§ **EXERCISE INSTRUCTIONS**
Repeat each line word for word.

§ **RECORDS FOR THE EXERCISE**
..........

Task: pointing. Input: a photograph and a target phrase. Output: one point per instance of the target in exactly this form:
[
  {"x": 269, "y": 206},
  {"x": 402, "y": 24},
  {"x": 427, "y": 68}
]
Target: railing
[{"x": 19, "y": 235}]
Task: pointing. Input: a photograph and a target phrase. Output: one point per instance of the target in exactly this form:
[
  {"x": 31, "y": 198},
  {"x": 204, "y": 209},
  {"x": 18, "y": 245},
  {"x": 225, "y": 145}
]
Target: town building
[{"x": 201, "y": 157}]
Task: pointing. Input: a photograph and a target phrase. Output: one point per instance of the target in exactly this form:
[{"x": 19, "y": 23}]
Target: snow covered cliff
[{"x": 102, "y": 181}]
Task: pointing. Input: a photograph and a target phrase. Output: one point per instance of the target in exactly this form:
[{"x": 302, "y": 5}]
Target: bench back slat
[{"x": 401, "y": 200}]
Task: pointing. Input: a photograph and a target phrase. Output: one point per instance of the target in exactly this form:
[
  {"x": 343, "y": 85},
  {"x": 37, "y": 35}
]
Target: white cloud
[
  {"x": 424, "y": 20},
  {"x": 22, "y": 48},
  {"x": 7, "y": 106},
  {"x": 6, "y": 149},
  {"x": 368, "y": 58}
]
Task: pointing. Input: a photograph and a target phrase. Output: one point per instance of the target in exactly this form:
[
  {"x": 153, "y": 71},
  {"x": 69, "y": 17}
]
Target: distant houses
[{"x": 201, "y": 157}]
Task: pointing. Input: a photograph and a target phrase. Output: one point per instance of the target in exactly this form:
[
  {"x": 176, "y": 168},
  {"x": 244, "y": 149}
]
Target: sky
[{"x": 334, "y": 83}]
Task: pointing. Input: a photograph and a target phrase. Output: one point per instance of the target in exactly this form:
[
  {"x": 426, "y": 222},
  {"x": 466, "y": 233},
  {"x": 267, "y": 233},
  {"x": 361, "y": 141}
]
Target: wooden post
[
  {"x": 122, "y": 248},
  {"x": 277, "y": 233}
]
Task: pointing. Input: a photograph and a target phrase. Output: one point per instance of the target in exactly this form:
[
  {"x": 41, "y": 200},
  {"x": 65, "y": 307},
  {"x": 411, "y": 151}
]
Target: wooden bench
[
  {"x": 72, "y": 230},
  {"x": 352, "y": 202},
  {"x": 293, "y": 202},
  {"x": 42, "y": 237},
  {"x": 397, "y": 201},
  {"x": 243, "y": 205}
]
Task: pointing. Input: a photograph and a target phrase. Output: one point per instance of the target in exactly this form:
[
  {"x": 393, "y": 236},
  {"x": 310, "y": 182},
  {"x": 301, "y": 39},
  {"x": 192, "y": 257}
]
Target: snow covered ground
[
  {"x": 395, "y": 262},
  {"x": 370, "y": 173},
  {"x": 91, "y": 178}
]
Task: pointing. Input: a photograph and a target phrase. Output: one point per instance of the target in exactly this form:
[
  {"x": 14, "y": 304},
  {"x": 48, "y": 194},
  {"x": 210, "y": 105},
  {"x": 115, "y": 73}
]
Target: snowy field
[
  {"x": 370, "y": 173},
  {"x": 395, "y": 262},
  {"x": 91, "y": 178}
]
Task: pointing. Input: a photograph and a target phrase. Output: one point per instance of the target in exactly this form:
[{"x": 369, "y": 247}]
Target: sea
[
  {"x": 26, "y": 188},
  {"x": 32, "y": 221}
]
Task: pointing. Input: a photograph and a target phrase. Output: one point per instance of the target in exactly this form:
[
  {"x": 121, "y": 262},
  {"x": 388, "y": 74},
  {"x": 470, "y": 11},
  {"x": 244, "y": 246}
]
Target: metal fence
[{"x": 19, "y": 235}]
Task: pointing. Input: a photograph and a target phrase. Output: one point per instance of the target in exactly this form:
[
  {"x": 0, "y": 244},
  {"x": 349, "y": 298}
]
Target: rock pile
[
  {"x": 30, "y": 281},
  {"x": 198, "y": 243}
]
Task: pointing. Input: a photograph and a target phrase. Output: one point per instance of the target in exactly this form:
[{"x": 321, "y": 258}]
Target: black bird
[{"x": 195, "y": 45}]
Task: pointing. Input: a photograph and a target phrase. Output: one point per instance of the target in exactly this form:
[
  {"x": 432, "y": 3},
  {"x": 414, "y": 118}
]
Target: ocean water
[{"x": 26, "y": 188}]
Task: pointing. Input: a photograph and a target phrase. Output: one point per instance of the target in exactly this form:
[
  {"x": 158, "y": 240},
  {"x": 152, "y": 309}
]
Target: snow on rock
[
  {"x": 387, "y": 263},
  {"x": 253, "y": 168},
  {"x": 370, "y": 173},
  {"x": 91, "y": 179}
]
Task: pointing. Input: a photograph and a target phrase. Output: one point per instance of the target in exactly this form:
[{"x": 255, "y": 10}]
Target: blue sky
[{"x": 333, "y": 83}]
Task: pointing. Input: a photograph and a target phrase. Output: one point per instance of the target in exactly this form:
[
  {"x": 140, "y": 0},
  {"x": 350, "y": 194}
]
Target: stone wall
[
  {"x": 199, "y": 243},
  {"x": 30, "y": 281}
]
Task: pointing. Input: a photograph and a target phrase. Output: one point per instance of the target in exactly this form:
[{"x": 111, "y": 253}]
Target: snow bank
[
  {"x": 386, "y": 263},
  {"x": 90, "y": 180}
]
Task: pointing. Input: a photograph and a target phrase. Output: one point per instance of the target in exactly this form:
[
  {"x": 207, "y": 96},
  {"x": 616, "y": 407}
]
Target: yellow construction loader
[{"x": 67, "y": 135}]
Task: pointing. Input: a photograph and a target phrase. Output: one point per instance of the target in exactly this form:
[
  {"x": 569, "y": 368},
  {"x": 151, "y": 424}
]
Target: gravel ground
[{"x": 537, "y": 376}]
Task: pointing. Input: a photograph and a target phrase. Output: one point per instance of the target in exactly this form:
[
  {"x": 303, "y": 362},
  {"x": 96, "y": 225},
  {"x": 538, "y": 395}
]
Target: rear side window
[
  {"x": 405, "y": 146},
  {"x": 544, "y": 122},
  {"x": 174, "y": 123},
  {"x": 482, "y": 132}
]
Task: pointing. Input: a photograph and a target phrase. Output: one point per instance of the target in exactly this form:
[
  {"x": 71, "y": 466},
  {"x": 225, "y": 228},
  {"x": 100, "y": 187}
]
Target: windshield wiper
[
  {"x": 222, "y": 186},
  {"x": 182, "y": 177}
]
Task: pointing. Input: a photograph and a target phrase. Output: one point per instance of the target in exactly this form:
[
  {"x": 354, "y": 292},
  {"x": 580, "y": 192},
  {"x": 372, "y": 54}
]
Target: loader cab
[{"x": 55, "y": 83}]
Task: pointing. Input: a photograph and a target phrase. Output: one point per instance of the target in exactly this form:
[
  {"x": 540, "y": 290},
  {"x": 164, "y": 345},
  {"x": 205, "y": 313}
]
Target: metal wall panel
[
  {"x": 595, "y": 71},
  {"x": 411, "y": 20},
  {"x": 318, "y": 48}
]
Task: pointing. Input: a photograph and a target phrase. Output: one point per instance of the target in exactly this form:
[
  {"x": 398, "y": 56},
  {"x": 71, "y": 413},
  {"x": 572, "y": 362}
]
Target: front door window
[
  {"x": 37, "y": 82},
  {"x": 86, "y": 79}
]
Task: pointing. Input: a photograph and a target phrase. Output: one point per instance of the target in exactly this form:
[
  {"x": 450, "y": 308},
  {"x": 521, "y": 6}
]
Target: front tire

..........

§ **SOLUTION FOR THIS TASK**
Task: pointing. Input: a photograph and a target phrase. Output: one point per instance of the target in exactly this form:
[
  {"x": 269, "y": 206},
  {"x": 402, "y": 24},
  {"x": 427, "y": 68}
]
Target: railing
[{"x": 19, "y": 235}]
Task: pointing. Input: a photograph and a target phrase. Output: one point per instance of the target in exactly this form:
[
  {"x": 31, "y": 198},
  {"x": 204, "y": 209},
  {"x": 18, "y": 245},
  {"x": 225, "y": 145}
]
Target: town building
[{"x": 201, "y": 157}]
Task: pointing. Input: a photograph and a target phrase. Output: one point per instance of the target in exactly this form:
[{"x": 19, "y": 23}]
Target: snow covered cliff
[{"x": 102, "y": 181}]
Task: pointing. Input: a photograph and a target phrase. Output: one point per instance of the target in exactly this form:
[{"x": 302, "y": 5}]
Target: bench back slat
[{"x": 401, "y": 200}]
Task: pointing. Input: a photograph and a target phrase. Output: one point per instance of the target in exactly this form:
[
  {"x": 343, "y": 85},
  {"x": 37, "y": 35}
]
Target: white cloud
[
  {"x": 424, "y": 20},
  {"x": 22, "y": 48},
  {"x": 7, "y": 106},
  {"x": 6, "y": 149},
  {"x": 368, "y": 58}
]
Task: pointing. Input: a photograph and a target phrase. Output: one point per instance of the target in exactly this form:
[
  {"x": 153, "y": 71},
  {"x": 69, "y": 17}
]
Target: distant houses
[{"x": 201, "y": 157}]
Task: pointing. Input: a photograph and a target phrase. Output: one point per instance of the target in exactly this form:
[
  {"x": 176, "y": 168},
  {"x": 244, "y": 149}
]
Target: sky
[{"x": 334, "y": 83}]
Task: pointing. Input: a photograph and a target phrase. Output: one point per instance of the target in exactly this form:
[
  {"x": 426, "y": 222},
  {"x": 466, "y": 233},
  {"x": 267, "y": 233},
  {"x": 361, "y": 141}
]
Target: wooden post
[
  {"x": 122, "y": 248},
  {"x": 277, "y": 233}
]
Task: pointing. Input: a photograph and a target phrase. Output: one point per instance of the target in exactly this form:
[
  {"x": 41, "y": 200},
  {"x": 65, "y": 307},
  {"x": 411, "y": 151}
]
Target: wooden bench
[
  {"x": 72, "y": 230},
  {"x": 352, "y": 202},
  {"x": 293, "y": 202},
  {"x": 42, "y": 237},
  {"x": 397, "y": 201},
  {"x": 243, "y": 205}
]
Task: pointing. Input: a photograph and a target phrase. Output: one point per instance of the target in exactly this form:
[
  {"x": 393, "y": 236},
  {"x": 310, "y": 182},
  {"x": 301, "y": 39},
  {"x": 192, "y": 257}
]
Target: snow covered ground
[
  {"x": 395, "y": 262},
  {"x": 370, "y": 173},
  {"x": 91, "y": 178}
]
Task: pointing. Input: a photograph and a target phrase. Output: one point per instance of the target in exactly this form:
[
  {"x": 14, "y": 304},
  {"x": 48, "y": 194},
  {"x": 210, "y": 105},
  {"x": 115, "y": 73}
]
Target: snowy field
[
  {"x": 370, "y": 173},
  {"x": 395, "y": 262},
  {"x": 91, "y": 178}
]
Task: pointing. Input: a photograph and a target phrase. Output: one point per instance of the target in exactly this form:
[{"x": 369, "y": 247}]
Target: sea
[
  {"x": 26, "y": 188},
  {"x": 32, "y": 221}
]
Task: pointing. Input: a photograph and a target phrase. Output: one point per instance of the target in exactly this form:
[
  {"x": 121, "y": 262},
  {"x": 388, "y": 74},
  {"x": 470, "y": 11},
  {"x": 244, "y": 246}
]
Target: metal fence
[{"x": 19, "y": 235}]
Task: pointing. Input: a photograph and a target phrase. Output: one point per instance of the target in exactly this form:
[
  {"x": 0, "y": 244},
  {"x": 349, "y": 298}
]
Target: rock pile
[
  {"x": 30, "y": 281},
  {"x": 198, "y": 243}
]
Task: pointing. Input: a photograph and a target phrase. Output: one point per instance of the target in exactly this form:
[{"x": 321, "y": 258}]
Target: black bird
[{"x": 195, "y": 45}]
Task: pointing. Input: a photograph and a target phrase. Output: one point per instance of the target in exactly this form:
[
  {"x": 432, "y": 3},
  {"x": 414, "y": 118}
]
Target: ocean water
[{"x": 26, "y": 188}]
Task: pointing. Input: a photograph and a target phrase. Output: one point per instance of the target in exactly this form:
[
  {"x": 158, "y": 240},
  {"x": 152, "y": 309}
]
Target: snow on rock
[
  {"x": 387, "y": 263},
  {"x": 253, "y": 168},
  {"x": 370, "y": 173},
  {"x": 91, "y": 179}
]
Task: pointing. Input: a photograph and a target phrase. Output: one point per instance of the target in exactly this form:
[{"x": 255, "y": 10}]
Target: blue sky
[{"x": 333, "y": 83}]
Task: pointing. Input: a photograph and a target phrase. Output: one point per instance of the target in exactly this form:
[
  {"x": 140, "y": 0},
  {"x": 350, "y": 194}
]
Target: stone wall
[
  {"x": 199, "y": 243},
  {"x": 30, "y": 281}
]
Task: pointing. Input: a photograph and a target phrase. Output: one point per instance of the target in exactly this form:
[{"x": 111, "y": 253}]
Target: snow bank
[
  {"x": 386, "y": 263},
  {"x": 90, "y": 180}
]
Task: pointing. Input: a photograph and a target phrase. Output: one point per instance of the target in exactly this form:
[
  {"x": 207, "y": 96},
  {"x": 616, "y": 407}
]
Target: yellow construction loader
[{"x": 67, "y": 135}]
Task: pointing. Input: a photograph and a target phrase. Output: one point per instance of the target in exactly this form:
[
  {"x": 569, "y": 368},
  {"x": 151, "y": 424}
]
Target: gravel ground
[{"x": 537, "y": 376}]
Task: pointing. Input: a photograph and a target phrase. Output: one point per instance of the target in exactly this form:
[
  {"x": 303, "y": 362},
  {"x": 96, "y": 225},
  {"x": 538, "y": 395}
]
Target: rear side window
[
  {"x": 405, "y": 146},
  {"x": 544, "y": 122},
  {"x": 174, "y": 123},
  {"x": 482, "y": 132}
]
Task: pointing. Input: a photograph and a target phrase. Output: one point per instance of the target in exactly this form:
[
  {"x": 71, "y": 466},
  {"x": 225, "y": 228},
  {"x": 100, "y": 187}
]
Target: windshield wiper
[
  {"x": 222, "y": 186},
  {"x": 182, "y": 177}
]
Task: pointing. Input: a photograph and a target phrase. Output: one point per instance of the target in exactly this form:
[
  {"x": 354, "y": 292},
  {"x": 580, "y": 192},
  {"x": 372, "y": 54}
]
Target: loader cab
[{"x": 55, "y": 83}]
Task: pointing. Input: a photograph and a target phrase. Output: one point per instance of the target in exactly this form:
[
  {"x": 540, "y": 290},
  {"x": 164, "y": 345},
  {"x": 205, "y": 313}
]
Target: metal wall panel
[
  {"x": 595, "y": 71},
  {"x": 411, "y": 20},
  {"x": 318, "y": 48}
]
Task: pointing. Input: a photograph and a target phrase. Output: one point per instance of the target in exactly this form:
[
  {"x": 398, "y": 56},
  {"x": 71, "y": 413},
  {"x": 572, "y": 362}
]
Target: front door window
[
  {"x": 37, "y": 82},
  {"x": 86, "y": 79}
]
Task: pointing. Input: a photograph and a target phrase. Output: one point per instance of the target in exactly this form:
[
  {"x": 450, "y": 308},
  {"x": 521, "y": 6}
]
Target: front tire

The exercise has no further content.